• **EXERCISE DESCRIPTION**
Below are records; reproduce exactly the lines from the one containing "Exercise. Mark the girl's knee" through the end, both included, and only those.

• **PROVIDED INFORMATION**
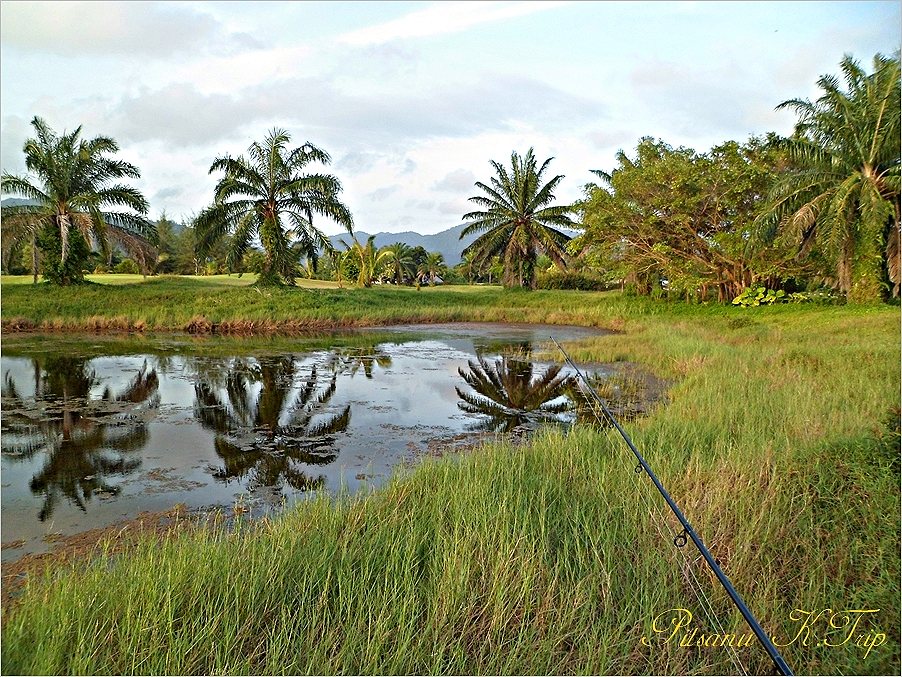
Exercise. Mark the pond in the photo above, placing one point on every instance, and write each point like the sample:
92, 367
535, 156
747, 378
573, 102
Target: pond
96, 430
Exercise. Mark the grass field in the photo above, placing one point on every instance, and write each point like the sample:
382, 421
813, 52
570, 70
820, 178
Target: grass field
780, 441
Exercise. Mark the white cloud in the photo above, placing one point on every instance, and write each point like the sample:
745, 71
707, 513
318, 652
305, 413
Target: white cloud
459, 179
441, 18
99, 28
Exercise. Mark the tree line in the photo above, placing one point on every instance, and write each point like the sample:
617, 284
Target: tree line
818, 210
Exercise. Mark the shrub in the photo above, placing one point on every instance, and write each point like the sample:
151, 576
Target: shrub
762, 296
70, 272
557, 279
126, 266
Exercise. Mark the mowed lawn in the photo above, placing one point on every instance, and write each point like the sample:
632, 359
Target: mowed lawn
779, 438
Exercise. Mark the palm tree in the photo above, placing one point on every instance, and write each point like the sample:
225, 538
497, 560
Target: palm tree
433, 267
266, 196
399, 259
68, 204
844, 197
365, 259
519, 220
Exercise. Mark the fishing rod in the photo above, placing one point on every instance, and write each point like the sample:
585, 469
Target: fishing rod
688, 531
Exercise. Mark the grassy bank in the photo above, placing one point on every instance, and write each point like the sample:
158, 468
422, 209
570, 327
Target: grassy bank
203, 305
780, 442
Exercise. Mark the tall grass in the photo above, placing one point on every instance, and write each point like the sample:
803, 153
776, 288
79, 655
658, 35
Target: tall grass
780, 441
179, 304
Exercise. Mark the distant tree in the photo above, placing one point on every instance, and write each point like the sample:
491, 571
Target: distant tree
365, 259
267, 196
684, 217
433, 267
399, 260
70, 200
843, 196
519, 220
166, 245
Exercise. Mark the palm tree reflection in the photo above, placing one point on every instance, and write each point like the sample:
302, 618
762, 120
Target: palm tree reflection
267, 428
514, 394
76, 433
353, 359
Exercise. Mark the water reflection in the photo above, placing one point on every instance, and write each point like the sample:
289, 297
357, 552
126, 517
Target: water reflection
513, 393
267, 427
352, 359
84, 440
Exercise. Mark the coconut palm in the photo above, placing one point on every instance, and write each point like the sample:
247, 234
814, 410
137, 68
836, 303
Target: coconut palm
843, 199
267, 196
519, 220
399, 260
365, 259
433, 267
69, 200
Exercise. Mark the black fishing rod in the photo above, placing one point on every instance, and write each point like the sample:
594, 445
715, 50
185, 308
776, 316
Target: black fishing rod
688, 531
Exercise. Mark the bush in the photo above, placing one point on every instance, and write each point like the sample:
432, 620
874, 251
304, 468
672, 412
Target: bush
70, 272
762, 296
571, 280
126, 266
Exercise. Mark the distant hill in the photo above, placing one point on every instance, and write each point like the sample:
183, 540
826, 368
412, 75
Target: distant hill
447, 242
16, 201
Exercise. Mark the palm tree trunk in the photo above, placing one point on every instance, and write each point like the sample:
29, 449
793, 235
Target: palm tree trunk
34, 257
892, 257
63, 220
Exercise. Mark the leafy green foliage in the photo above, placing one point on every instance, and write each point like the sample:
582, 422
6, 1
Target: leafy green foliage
56, 269
127, 267
267, 197
518, 220
74, 191
571, 279
683, 218
840, 196
762, 296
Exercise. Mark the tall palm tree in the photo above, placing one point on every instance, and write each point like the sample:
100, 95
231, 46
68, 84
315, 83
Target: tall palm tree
518, 220
69, 202
843, 199
267, 196
399, 259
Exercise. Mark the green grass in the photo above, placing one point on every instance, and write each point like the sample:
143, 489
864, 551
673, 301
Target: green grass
780, 442
203, 305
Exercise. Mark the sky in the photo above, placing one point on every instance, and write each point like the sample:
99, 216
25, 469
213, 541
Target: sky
412, 100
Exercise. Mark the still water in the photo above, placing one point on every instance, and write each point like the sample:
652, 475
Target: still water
95, 431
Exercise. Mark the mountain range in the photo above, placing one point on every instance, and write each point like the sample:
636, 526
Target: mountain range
447, 242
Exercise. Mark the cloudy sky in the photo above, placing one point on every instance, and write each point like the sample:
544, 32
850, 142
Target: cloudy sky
412, 99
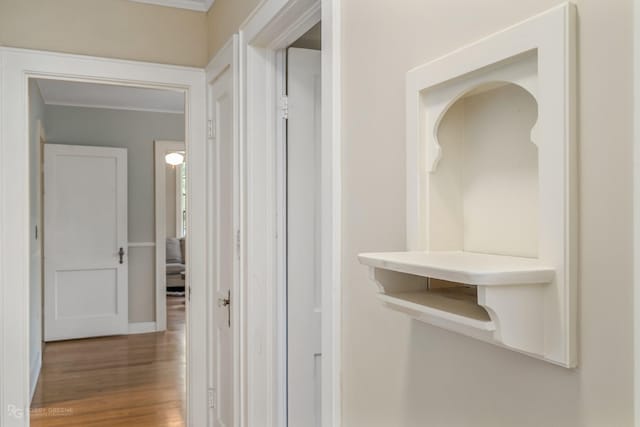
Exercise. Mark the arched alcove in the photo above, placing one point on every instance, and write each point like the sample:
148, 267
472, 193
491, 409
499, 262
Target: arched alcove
491, 192
484, 188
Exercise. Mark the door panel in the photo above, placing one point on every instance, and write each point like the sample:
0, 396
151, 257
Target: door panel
86, 289
222, 113
303, 237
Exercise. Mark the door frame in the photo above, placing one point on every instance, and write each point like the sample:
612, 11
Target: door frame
160, 149
226, 60
16, 67
272, 27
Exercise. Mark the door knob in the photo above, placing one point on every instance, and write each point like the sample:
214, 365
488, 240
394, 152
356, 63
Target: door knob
226, 302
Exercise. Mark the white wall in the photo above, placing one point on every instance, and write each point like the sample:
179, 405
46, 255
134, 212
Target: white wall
135, 131
398, 372
36, 116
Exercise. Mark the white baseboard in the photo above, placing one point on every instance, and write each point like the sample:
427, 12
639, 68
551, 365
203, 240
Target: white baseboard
142, 327
34, 374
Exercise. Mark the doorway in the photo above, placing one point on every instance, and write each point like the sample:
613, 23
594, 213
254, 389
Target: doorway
303, 123
20, 66
105, 355
273, 28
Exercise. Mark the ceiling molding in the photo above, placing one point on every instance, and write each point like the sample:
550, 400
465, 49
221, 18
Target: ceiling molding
197, 5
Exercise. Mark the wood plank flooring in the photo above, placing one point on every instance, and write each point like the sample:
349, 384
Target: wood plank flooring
133, 380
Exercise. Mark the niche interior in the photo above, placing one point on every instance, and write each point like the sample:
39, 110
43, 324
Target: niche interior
491, 208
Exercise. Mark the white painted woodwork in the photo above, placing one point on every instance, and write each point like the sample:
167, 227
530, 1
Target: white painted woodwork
85, 210
491, 191
92, 95
304, 304
197, 5
161, 149
464, 267
222, 105
273, 26
18, 65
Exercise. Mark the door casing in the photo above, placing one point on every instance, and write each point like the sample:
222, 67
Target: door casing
16, 67
271, 28
225, 61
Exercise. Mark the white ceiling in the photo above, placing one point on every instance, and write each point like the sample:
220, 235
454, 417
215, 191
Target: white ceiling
199, 5
57, 92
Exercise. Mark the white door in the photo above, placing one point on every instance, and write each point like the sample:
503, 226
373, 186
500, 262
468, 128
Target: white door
85, 236
303, 239
224, 185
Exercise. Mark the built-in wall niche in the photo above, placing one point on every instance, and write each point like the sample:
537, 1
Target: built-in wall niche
491, 219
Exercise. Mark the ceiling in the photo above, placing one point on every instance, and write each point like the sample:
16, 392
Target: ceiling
92, 95
199, 5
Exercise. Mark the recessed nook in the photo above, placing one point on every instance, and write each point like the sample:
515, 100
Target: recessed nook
491, 192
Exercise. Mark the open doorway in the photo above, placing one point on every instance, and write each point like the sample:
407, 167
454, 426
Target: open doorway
97, 350
303, 229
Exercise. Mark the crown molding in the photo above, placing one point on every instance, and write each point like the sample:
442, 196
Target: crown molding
197, 5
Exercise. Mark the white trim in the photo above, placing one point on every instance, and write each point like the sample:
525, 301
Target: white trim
271, 27
111, 107
142, 327
199, 6
227, 59
17, 65
34, 372
141, 244
161, 148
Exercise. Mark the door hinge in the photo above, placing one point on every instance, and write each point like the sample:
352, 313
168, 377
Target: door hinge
211, 397
284, 106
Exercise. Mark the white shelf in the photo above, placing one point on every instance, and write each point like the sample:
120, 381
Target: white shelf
463, 267
490, 165
433, 305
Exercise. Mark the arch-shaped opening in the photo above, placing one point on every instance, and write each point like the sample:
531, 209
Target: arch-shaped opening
483, 194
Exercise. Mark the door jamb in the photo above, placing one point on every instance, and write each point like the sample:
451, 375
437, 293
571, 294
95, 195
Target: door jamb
274, 25
162, 148
226, 60
16, 67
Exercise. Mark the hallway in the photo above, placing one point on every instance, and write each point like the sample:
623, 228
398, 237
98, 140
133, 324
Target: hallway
130, 380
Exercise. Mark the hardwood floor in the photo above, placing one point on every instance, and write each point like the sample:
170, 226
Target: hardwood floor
133, 380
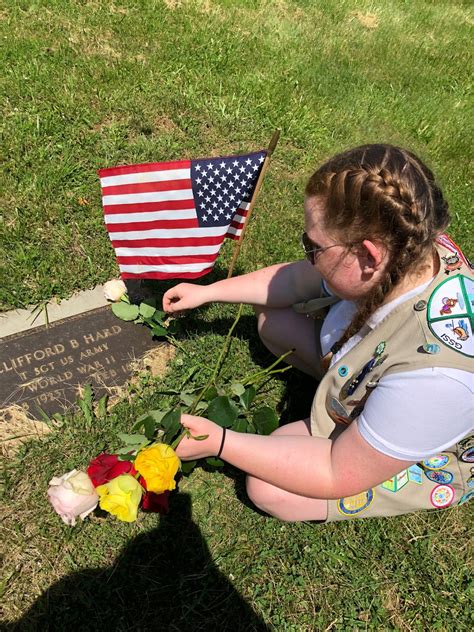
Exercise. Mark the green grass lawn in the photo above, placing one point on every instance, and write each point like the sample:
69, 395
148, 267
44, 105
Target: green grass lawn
94, 84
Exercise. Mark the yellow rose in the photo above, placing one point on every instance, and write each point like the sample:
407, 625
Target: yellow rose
158, 465
121, 497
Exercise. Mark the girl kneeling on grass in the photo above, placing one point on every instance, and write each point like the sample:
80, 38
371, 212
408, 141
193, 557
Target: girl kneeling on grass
389, 425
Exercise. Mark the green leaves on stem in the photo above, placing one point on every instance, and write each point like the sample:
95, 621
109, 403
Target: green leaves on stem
159, 323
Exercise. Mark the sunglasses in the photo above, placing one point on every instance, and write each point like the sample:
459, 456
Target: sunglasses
312, 250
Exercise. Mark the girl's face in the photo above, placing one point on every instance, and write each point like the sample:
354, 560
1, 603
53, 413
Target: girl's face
350, 274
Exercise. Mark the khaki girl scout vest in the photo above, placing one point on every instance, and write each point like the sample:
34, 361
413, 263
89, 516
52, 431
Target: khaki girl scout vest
432, 329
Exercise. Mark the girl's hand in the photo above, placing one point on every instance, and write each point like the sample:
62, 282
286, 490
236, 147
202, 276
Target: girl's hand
190, 449
184, 296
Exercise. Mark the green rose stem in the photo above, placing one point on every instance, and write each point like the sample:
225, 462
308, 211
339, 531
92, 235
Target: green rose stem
220, 361
186, 433
269, 370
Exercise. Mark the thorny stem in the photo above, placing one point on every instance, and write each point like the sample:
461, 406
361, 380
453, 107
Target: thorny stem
268, 371
220, 361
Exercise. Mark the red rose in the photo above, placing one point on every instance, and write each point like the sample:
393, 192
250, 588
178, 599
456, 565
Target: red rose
158, 503
105, 467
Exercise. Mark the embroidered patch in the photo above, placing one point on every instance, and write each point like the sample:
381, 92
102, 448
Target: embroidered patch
442, 496
466, 497
436, 462
338, 413
450, 313
468, 455
415, 474
395, 483
355, 504
353, 382
442, 477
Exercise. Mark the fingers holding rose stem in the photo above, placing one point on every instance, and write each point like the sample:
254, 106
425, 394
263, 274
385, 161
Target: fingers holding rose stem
187, 433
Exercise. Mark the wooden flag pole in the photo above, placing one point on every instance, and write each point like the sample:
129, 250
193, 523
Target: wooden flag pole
266, 162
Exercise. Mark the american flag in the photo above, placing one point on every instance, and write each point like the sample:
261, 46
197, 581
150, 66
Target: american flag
168, 219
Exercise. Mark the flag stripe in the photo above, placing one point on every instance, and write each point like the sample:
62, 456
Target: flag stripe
153, 262
126, 218
163, 252
170, 268
147, 167
147, 187
166, 243
170, 234
171, 205
146, 198
145, 226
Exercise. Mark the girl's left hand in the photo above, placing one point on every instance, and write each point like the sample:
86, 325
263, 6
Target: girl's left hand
190, 449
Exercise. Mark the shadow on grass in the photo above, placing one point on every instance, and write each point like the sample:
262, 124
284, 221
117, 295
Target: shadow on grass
164, 579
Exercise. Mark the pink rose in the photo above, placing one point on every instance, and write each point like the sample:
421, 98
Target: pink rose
114, 290
72, 495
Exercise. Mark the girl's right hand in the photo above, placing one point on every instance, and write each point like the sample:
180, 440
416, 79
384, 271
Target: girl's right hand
184, 296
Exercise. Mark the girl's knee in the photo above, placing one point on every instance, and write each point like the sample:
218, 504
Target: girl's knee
264, 496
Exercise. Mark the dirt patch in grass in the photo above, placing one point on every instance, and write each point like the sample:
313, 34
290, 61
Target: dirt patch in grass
16, 428
368, 20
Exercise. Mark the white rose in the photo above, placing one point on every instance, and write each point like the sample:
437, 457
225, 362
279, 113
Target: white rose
72, 495
114, 290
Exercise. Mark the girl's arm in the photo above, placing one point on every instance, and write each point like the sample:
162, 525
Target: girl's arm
279, 285
309, 466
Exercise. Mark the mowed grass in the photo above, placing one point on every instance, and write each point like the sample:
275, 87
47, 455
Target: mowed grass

• **RESULT FOR THIS EXERCISE**
Exercise. Mark the girl's knee in the photo above, placing one point on every instance, and write each point like the sample:
218, 504
Target: girl's knee
264, 496
Exercise. Mark the dirt patch in grass in the photo above, placing one point on every instance, and write each point like the sample:
313, 34
290, 61
Target: dirt patch in grass
16, 428
368, 20
Exercise. Mark the white rose in the photo above, placing one point on every instance, and write each point like the sample:
437, 457
225, 362
279, 113
Target: white rose
72, 495
114, 290
Exercise. Mark the girl's arm in the photo above, placing one point on every instance, and write each point like the sample:
162, 525
Target: girl's arm
279, 285
309, 466
Exercise. Mark the mowed grass in the photo above, placing one point on every instance, and write each point like the sample:
275, 87
47, 455
Target: mowed grass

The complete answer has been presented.